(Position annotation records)
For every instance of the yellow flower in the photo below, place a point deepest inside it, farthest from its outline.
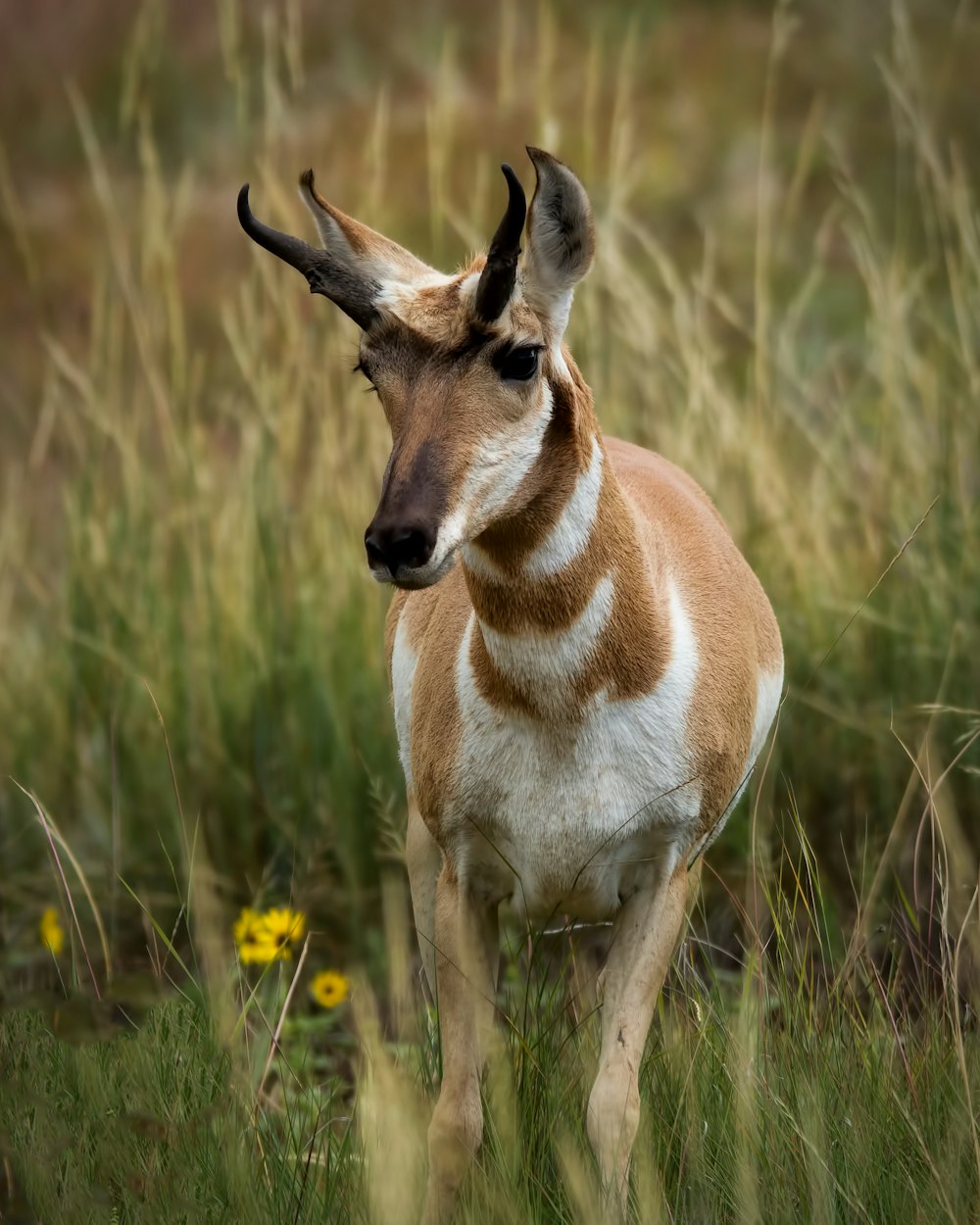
(268, 937)
(329, 988)
(52, 934)
(282, 927)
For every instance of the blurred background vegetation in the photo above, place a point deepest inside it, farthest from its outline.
(785, 302)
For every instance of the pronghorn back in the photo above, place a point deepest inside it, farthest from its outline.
(552, 808)
(583, 666)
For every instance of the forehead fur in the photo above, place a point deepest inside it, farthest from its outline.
(439, 310)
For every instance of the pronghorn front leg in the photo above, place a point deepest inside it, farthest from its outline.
(646, 935)
(424, 860)
(466, 955)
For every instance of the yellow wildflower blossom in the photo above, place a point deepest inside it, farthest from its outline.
(268, 937)
(52, 934)
(282, 927)
(329, 988)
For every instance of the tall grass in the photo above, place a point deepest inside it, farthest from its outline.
(194, 709)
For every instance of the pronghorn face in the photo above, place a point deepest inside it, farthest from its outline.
(462, 364)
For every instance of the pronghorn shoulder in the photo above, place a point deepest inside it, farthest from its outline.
(660, 488)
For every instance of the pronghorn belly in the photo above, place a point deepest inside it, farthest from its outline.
(569, 818)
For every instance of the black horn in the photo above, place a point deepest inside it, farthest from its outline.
(356, 295)
(496, 280)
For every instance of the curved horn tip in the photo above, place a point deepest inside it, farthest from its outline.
(244, 211)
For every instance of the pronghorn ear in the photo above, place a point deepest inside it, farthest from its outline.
(362, 250)
(560, 239)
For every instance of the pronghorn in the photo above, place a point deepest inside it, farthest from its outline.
(583, 666)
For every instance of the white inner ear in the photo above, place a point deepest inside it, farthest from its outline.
(560, 243)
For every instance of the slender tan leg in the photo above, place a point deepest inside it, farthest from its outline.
(647, 931)
(424, 860)
(466, 956)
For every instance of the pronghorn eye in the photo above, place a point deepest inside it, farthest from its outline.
(519, 364)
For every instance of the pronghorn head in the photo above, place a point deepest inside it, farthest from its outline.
(464, 364)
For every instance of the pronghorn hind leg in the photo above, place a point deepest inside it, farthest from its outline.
(466, 955)
(424, 861)
(646, 936)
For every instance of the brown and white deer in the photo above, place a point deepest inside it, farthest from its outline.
(582, 664)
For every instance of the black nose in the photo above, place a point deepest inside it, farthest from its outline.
(398, 548)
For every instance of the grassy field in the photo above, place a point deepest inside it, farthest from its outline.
(192, 700)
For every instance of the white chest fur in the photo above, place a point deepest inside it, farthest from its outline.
(563, 814)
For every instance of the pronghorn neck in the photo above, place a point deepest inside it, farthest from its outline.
(558, 587)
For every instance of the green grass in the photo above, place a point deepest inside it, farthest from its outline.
(759, 1106)
(192, 700)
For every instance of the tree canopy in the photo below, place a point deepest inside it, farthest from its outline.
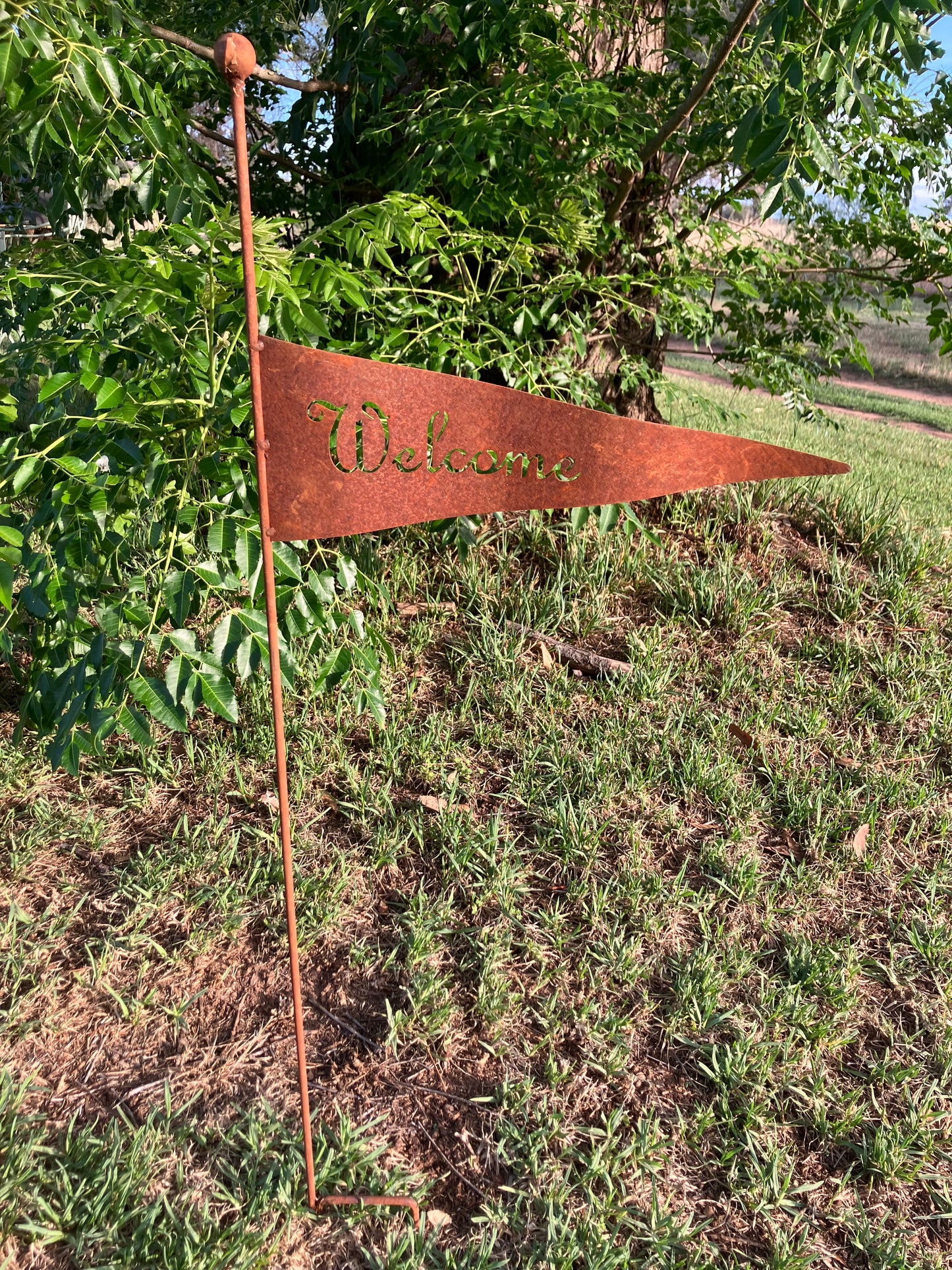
(528, 192)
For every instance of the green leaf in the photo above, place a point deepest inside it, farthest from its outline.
(219, 695)
(177, 592)
(109, 395)
(248, 657)
(135, 724)
(156, 699)
(9, 61)
(609, 517)
(178, 674)
(347, 573)
(286, 562)
(221, 536)
(248, 553)
(56, 384)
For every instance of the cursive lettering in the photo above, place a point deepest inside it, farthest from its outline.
(516, 463)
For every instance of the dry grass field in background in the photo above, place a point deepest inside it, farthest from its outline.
(664, 983)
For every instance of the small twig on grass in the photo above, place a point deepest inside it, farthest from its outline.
(446, 1159)
(347, 1027)
(579, 658)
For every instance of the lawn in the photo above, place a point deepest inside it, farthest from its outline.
(665, 982)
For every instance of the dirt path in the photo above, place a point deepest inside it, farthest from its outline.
(908, 424)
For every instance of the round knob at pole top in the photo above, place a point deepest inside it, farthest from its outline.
(235, 56)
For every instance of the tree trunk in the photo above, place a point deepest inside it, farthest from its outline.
(631, 338)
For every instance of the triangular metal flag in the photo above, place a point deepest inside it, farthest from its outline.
(356, 446)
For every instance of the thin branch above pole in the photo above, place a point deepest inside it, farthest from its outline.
(262, 72)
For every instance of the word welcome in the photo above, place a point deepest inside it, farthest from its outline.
(484, 463)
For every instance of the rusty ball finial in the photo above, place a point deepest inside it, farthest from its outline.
(235, 56)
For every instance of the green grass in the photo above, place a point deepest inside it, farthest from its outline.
(834, 394)
(913, 469)
(831, 393)
(640, 996)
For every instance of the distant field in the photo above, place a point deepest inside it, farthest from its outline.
(831, 393)
(913, 467)
(901, 353)
(650, 973)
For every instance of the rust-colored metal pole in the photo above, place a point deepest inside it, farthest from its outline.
(235, 57)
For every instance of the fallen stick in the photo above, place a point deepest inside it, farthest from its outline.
(576, 657)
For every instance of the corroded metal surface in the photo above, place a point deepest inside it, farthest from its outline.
(235, 59)
(357, 446)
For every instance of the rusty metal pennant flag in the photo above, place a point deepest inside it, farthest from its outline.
(356, 446)
(348, 446)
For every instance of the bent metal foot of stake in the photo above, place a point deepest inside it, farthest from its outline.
(347, 445)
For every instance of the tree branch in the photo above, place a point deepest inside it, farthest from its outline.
(687, 108)
(685, 111)
(278, 160)
(262, 72)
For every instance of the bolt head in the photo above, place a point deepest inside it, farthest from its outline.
(235, 56)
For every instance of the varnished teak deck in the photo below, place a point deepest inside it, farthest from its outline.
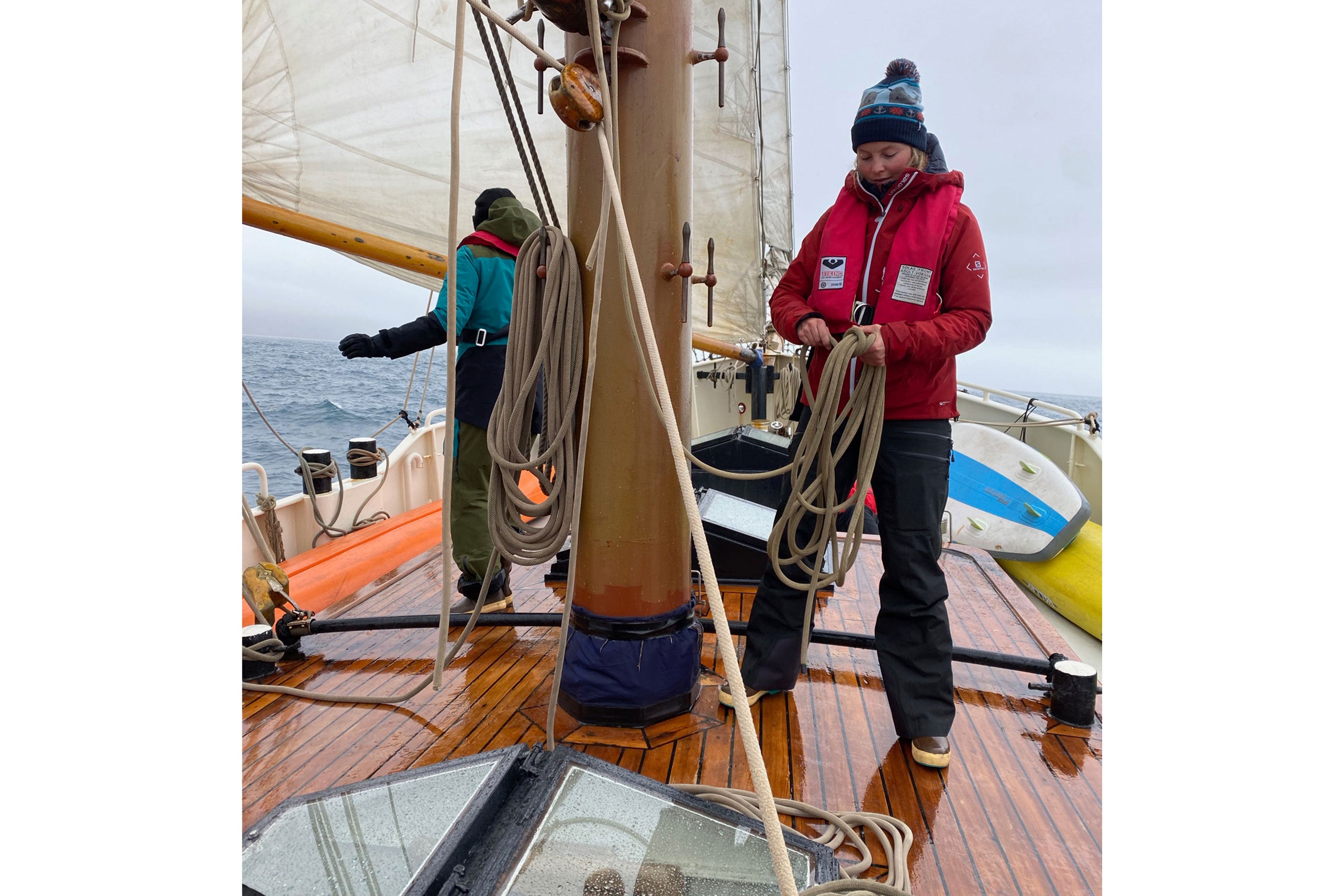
(1019, 810)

**Exercise brief:** Print out the lines exactly, skipping any picture.

**Solution for this exercise:**
For every instance of the yellow flower in the photo below, place a point deepest inside it, farthest from its outline.
(268, 937)
(329, 988)
(52, 934)
(282, 927)
For every instance of the blurred background vegetation in the photo above, place a point deepest inside it, farthest from its outline.
(785, 302)
For every instance of the pronghorn back in the photo above, place a point deepest inside it, farthest from its outline.
(552, 808)
(583, 666)
For every instance of the forehead fur in the photo above, place a point deepest inside it, farthest from its outline.
(439, 310)
For every instance of the pronghorn front leg in the photo above, place a point deepest inside it, farthest from its outline.
(646, 935)
(424, 860)
(466, 955)
For every instance of the yellow wildflower blossom in the photo above, place a point deepest inside it, farthest from its outline.
(268, 937)
(52, 934)
(282, 927)
(329, 988)
For every instance of the tall grass in the photo above, place a point deepest inside it, farthest from its outline.
(194, 709)
For every instance of the pronghorn face in the photo above, place a point deepest inside it, farthest from its outline.
(462, 364)
For every instance of the pronghorn shoulder in the photo above, place a point deepest inside it, farthest from its outline.
(660, 488)
For every instance of the pronghorn belly in the photo above, place a point deepest inside it, farthest from its outline.
(569, 818)
For every instance of the black horn in the photo above, place a point deepest inside it, farthest from its outline.
(356, 295)
(496, 280)
For every instance of the curved horn tip in the photo above, place a point deepest inside it, farthest from its outline.
(244, 211)
For every instance of the pronghorn ear in the photo above, place a point deepest inside it, farthest from its outline.
(362, 250)
(560, 239)
For every instance of the pronghorn in the photo above, place a point deepest inside it, farthest from its outline.
(583, 666)
For every instance of the white inner ear in the photo above, place a point deepest inside it, farthest from its outline.
(560, 243)
For every instance of the slender tan leg in the photo above, place a point deepest inside it, farthest from its outline.
(647, 931)
(424, 860)
(466, 956)
For every instance of the pronghorn eye in the photo above, place a point deepest inside it, farthest from its outline.
(519, 364)
For every instance of the pronghorn head in the photo above, place a point deepest inside it, farthest from its outline.
(464, 364)
For every instance of the pronghorn hind leg in the photo above, place a point deepest inside it, farthest from its outline.
(466, 955)
(424, 861)
(646, 936)
For every instance of the brown and white deer in the photo above, place a point deepest inside it, farthest from its outline.
(582, 664)
For every instance of the black nose in the photo above, place a point deepest inside it, farthest from its outline.
(398, 548)
For every instance of the grassy field in the photo above, place a point deepest inside it, farthest from its outline.
(192, 700)
For every instance of the white chest fur in the photo above, place a point deepest inside it, farthest from its outline.
(563, 814)
For every instance of the pronghorn neck in the photo above, place a point deepest inside it, farthest from its outline.
(558, 587)
For every instance of the green grass in the photo above, place a point deepest inside it, farthest from its outline.
(759, 1106)
(192, 700)
For every instance of the tree canopy in the photo below, place a point deepest inside it, farthest from its outline.
(528, 192)
For every instance of the green leaf in the photo above, place a point deepest inside it, farthest from its outline.
(219, 695)
(177, 592)
(109, 395)
(248, 657)
(135, 724)
(156, 699)
(9, 61)
(609, 517)
(178, 674)
(347, 573)
(286, 562)
(221, 536)
(248, 553)
(56, 384)
For every instance of the cursive lettering in the photo above, place a point deepest inside it, farthest from its outline.
(516, 463)
For every instance of the dry grass field in background in the photo above, place a point deepest inside it, farthest from its outline.
(664, 983)
For every instance of the small twig on grass in the photo above, place a point deepest inside it, farthest from its outline.
(446, 1159)
(347, 1027)
(579, 658)
For every instance of the lawn in the photo above, place a point deepest inside it, farthest from its outline.
(665, 982)
For every instance of the dirt path in the photo above, place a point deepest inside it, farthest from its outline.
(908, 424)
For every instance of the round knob at pole top in the photo above, place a point deepest inside it, farthest from its outline.
(235, 56)
For every instance of the tree trunk in the photo above, place a point deepest inside it, farthest from its outline.
(631, 338)
For every instance of the triangular metal flag in the photo above, place a point deepest inside it, farthest from its outline.
(356, 446)
For every instance of the thin branch above pole in the photo above, place a point deepest inside it, farthest from its outline.
(262, 72)
For every instance of the word welcome in the photo above, place a point deepest inside it, farthest from its outline.
(484, 463)
For every instance of the rusty ball finial in the photo above, place a point deepest inside it, farthest from its outline.
(235, 56)
For every instance of the green grass in the photo above, place a point deepest inside it, farthest from its outline.
(834, 394)
(913, 469)
(831, 393)
(640, 996)
For every instance of the distant field in the photo above, place a point deepest inside it, farthest from its outline.
(831, 393)
(913, 467)
(901, 353)
(650, 973)
For every instance of the rust-colored metal pole in the photo above, place a point deepest inside it, farthest from its outline.
(235, 57)
For every instance of the fallen stick in the photo above, place a point deepest inside it, farthest from its outline.
(576, 657)
For every instance of the corroded metal surface in the photo above, place a point deepest inside it, farthest from its outline.
(235, 59)
(357, 446)
For every instance of the rusty metal pennant flag in the photo above, place a point deepest inside it, farthest from its outline.
(356, 446)
(348, 446)
For every instance of the bent metal foot of stake in the photo above, place a point deepest inside it, farthest from its outline.
(347, 445)
For every instance of the tree branch in the photo above, place a point deepest inside it, farthest from its outline.
(687, 108)
(685, 111)
(278, 160)
(262, 72)
For every instance of the bolt head in the photo above, place a point deepest inside it, farthest from its outline.
(235, 56)
For every instance of the varnished teak deck in the photo below, place a point deepest inside it, farthest from its outline.
(1019, 810)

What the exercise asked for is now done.